▸ TEXT SECTION:
* BEGIN *

# Flounder Gigs for Sale



## halo1

Posting this for a friend of mine...He makes great gigs..These are Cosson Gigs.

Stainless Steel, $40 for a 4 or 5 prong, $30 for a three prong, and can put cobalt tips on them for and extra $20..email [email protected] or pm me if needed. Great Gigs!!


----------



## AAR

Nice!


----------



## Night Wing

They do look nice. Just curious. Do you know what grade of stainless they are made from?


----------



## flounderslayerman

Clone of a BnM.


----------



## johnboatjosh

Halo- check your pm's


----------



## halo1

Jim has a bunch more Gigs for sale !! I bought 2 off him yesterday and I have yet to see a better made gig. Give him a call or pm me to buy one


----------



## backcountryfisher

I just happened to notice this thread and can tell you that I got my Jim Cosson gig 17 years ago and it looks exactly like it did the day I got it, it will not rust. He has been making these for as long as I can remember and I know lots of people that have these. I have killed tons of fish with it, this will be the last gig you ever need to buy. On top of that, Jim is a great guy.


----------



## flukedaddy

I want one or two. Do they ever make it to P'cola area.


----------



## Cosson-Gigs

Thank's for the comment, My motto is to try and do my best at what I do, I hate cheap made things that don't last ! so over the past 20 & years that I have been making them , I've tried to improve them and keep the cost reasonable. I am making a very large gig for Sheeps head now and will be offering a pure Titanium gig head soon. I personally made me a Titanium gig and have had it for years, its just expensive material and most don't want to pay for the extra. Well I ant no one to brag my gigs, so I really appreciate you making the post ! let me know if you ever have any trouble out of my gigs, I'll stand behind them and make them good !


----------



## Five Prongs Of Fury

Jim's a first class guy. His gigs are bar none the best there is. I have been using a couple of his on my boat for close to 15 years and never had a problem with them. Matter of fact my fishing partner and I bought about 8 more from him a couple months back, and as he said, he stands behind his work, on the odd chance that you should have a problem.


----------



## Night Shift

*Ditto*

I use this gig head, mounted on one of the poles that five prongs makes. Ultimate combo, would use nothing else. Zero complaints. Best combo there is. Period..


----------



## johnnyreb

*Ditto*

I agree,, a cosson gig is the best built and most dependable ya will find,and if ya have any problems he will make it good and make sure ya don't miss any time or use,i would match it up against a BnM for quality any time ,and you could not find a better guy to deal with. If ya ever get a chance go over and see his grill,you will love it,,,its a stem train.


----------



## halo1

Talked with Jim a few days ago.. He will be making some Titanium gigs here soon.. So if you want one,pm cosson-gigs to buy one.. He also has about 15 SS's left.

and I did have a chance to check out a BnM gig over in Destin the other day..The quality doesn't even compare to Cosson Gigs


----------



## bowdiddly

I went by Jim's this week and picked up two stainless 5 prong. One 5" wide and one 6" wide. They look awsome and I can not wait to give them a try. 
He know's his metals.

Thanks Jim. I will let you know how well they work.


----------



## overkill

I killed some Sheeps with my new Cosson gig Monday night.

* END *

▸ SHORT TASK A: List every dollar price given in the forum thread and what each one pays for.

[Entries from a pointing dataset]
* BEGIN *

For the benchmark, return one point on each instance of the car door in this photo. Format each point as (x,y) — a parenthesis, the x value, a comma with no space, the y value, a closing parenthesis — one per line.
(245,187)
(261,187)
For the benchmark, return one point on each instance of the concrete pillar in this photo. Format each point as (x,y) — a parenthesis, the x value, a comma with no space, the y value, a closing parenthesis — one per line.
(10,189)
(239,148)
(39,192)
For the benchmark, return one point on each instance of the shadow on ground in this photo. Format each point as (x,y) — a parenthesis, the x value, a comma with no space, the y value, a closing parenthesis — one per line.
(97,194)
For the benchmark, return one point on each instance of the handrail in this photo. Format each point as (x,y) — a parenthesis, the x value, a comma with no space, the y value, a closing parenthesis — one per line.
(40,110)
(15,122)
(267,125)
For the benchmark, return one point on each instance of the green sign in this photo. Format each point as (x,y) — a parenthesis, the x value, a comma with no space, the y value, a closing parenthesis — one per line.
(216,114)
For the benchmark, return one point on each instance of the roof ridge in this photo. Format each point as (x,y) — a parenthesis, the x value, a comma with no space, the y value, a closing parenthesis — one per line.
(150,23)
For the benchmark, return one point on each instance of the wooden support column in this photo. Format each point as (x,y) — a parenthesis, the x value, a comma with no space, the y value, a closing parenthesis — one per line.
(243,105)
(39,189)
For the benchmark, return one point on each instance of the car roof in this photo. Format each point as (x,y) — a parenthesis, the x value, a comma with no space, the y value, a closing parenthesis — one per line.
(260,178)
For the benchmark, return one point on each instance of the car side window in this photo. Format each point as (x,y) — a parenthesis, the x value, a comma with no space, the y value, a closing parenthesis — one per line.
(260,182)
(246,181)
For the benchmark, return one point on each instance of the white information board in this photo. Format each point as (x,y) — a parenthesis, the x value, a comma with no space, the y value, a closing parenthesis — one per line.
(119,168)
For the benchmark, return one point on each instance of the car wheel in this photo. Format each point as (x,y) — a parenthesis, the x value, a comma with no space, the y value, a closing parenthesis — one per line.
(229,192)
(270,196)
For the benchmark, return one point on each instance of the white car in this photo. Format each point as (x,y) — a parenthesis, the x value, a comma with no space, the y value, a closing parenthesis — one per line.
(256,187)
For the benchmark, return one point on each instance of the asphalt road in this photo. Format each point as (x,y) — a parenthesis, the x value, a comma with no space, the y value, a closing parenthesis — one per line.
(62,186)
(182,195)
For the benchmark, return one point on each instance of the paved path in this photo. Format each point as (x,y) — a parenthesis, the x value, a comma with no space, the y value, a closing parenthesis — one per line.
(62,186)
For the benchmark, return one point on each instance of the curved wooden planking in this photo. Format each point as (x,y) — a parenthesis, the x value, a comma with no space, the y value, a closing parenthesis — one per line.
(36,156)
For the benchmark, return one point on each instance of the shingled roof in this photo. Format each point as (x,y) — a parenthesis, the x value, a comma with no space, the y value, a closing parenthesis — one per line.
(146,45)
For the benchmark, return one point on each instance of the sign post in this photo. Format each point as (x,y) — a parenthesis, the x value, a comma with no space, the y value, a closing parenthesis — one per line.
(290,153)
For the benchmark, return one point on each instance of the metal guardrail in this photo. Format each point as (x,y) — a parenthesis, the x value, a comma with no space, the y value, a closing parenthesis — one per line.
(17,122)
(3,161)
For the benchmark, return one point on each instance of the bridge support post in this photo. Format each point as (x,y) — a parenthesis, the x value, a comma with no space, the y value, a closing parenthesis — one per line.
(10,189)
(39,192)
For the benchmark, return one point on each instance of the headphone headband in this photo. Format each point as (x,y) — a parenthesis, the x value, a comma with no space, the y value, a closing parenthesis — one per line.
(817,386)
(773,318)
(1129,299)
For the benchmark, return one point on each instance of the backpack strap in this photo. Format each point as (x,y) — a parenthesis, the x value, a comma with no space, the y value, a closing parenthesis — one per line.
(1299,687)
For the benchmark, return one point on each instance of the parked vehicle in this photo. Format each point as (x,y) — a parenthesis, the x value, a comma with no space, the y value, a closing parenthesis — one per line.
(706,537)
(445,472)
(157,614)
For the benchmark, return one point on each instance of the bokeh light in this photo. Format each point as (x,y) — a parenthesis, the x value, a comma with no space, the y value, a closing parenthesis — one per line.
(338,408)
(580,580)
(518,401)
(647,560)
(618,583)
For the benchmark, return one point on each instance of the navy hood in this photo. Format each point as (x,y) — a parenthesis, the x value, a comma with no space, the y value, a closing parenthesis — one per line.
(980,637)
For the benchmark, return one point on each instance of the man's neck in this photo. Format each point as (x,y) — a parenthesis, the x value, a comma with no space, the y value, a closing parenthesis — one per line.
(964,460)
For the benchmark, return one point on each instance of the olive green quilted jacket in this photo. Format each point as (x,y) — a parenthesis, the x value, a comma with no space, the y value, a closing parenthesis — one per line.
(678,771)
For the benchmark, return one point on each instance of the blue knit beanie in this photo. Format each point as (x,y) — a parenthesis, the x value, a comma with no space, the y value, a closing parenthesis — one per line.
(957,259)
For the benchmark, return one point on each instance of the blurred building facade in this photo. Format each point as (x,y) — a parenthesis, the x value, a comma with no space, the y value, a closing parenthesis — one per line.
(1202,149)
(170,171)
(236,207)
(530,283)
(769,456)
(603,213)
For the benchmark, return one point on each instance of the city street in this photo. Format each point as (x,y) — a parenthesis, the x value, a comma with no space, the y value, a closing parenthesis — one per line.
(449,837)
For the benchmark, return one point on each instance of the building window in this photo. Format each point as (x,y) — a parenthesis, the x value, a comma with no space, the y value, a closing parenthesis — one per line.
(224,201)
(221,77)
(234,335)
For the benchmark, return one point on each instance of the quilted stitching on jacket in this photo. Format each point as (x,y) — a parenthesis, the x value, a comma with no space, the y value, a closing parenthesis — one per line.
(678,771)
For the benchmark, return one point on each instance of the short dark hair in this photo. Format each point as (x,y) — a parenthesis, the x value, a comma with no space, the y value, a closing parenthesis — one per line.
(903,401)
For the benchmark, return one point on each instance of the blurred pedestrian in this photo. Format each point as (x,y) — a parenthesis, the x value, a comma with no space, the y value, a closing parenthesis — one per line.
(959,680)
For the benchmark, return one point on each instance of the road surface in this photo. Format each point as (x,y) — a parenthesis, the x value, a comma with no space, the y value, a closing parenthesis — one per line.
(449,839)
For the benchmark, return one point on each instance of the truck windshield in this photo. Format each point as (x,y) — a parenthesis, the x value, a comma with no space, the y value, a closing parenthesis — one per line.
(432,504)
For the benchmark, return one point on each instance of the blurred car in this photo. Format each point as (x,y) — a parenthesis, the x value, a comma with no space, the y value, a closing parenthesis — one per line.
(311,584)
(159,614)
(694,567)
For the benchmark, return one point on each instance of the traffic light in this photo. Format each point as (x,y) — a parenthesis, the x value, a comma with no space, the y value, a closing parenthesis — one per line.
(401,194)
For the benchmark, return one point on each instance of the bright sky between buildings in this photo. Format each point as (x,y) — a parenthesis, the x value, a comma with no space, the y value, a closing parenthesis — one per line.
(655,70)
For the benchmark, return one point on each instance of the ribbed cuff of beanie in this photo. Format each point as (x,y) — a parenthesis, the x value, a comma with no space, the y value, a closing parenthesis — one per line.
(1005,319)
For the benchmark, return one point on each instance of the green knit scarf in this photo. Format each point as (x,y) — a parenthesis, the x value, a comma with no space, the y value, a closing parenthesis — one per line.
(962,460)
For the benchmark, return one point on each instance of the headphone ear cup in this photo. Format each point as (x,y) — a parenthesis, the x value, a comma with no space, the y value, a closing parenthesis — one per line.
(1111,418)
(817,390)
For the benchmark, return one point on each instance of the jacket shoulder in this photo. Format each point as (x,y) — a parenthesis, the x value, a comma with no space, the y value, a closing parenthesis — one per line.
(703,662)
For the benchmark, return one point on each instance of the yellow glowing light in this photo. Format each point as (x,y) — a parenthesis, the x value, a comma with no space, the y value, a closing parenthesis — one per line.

* END *

▸ SHORT TASK B: Gather every line of the listing above that contains the word "backpack".

▸ RESPONSE A:
- $40: a 4 or 5 prong gig
- $30: a three prong gig
- $20: extra, for cobalt tips

▸ RESPONSE B:
For the benchmark, return one point on each instance of the backpack strap in this photo. Format each point as (x,y) — a parenthesis, the x value, a comma with no space, the y value, a closing parenthesis — one per line.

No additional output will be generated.